EXERCISE INSTRUCTIONS
Go through the listing below and return each line that includes "instance".

RECORDS TO USE
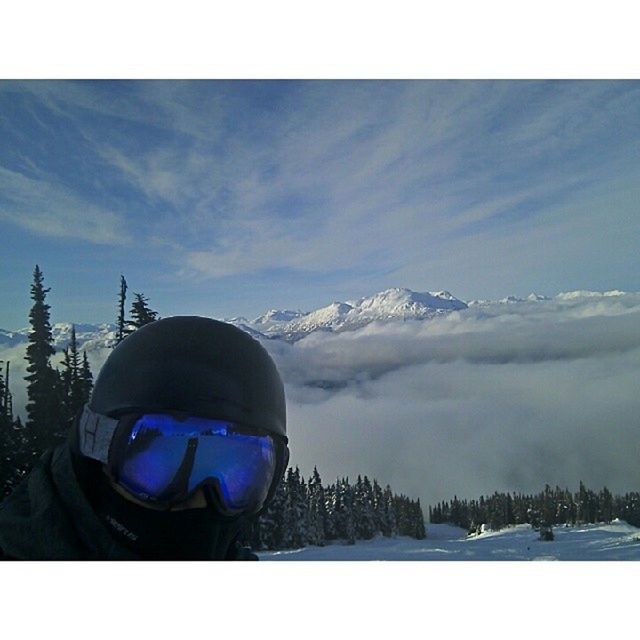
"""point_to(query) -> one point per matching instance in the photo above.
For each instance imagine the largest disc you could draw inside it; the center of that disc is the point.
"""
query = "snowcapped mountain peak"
(277, 315)
(537, 297)
(397, 303)
(574, 295)
(403, 302)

PROBLEM SOLUTION
"""point_to(query) -> one point per matching instance in the photo above.
For each instance imagine the largest disc you could draw inside it; the center of that disc is the point.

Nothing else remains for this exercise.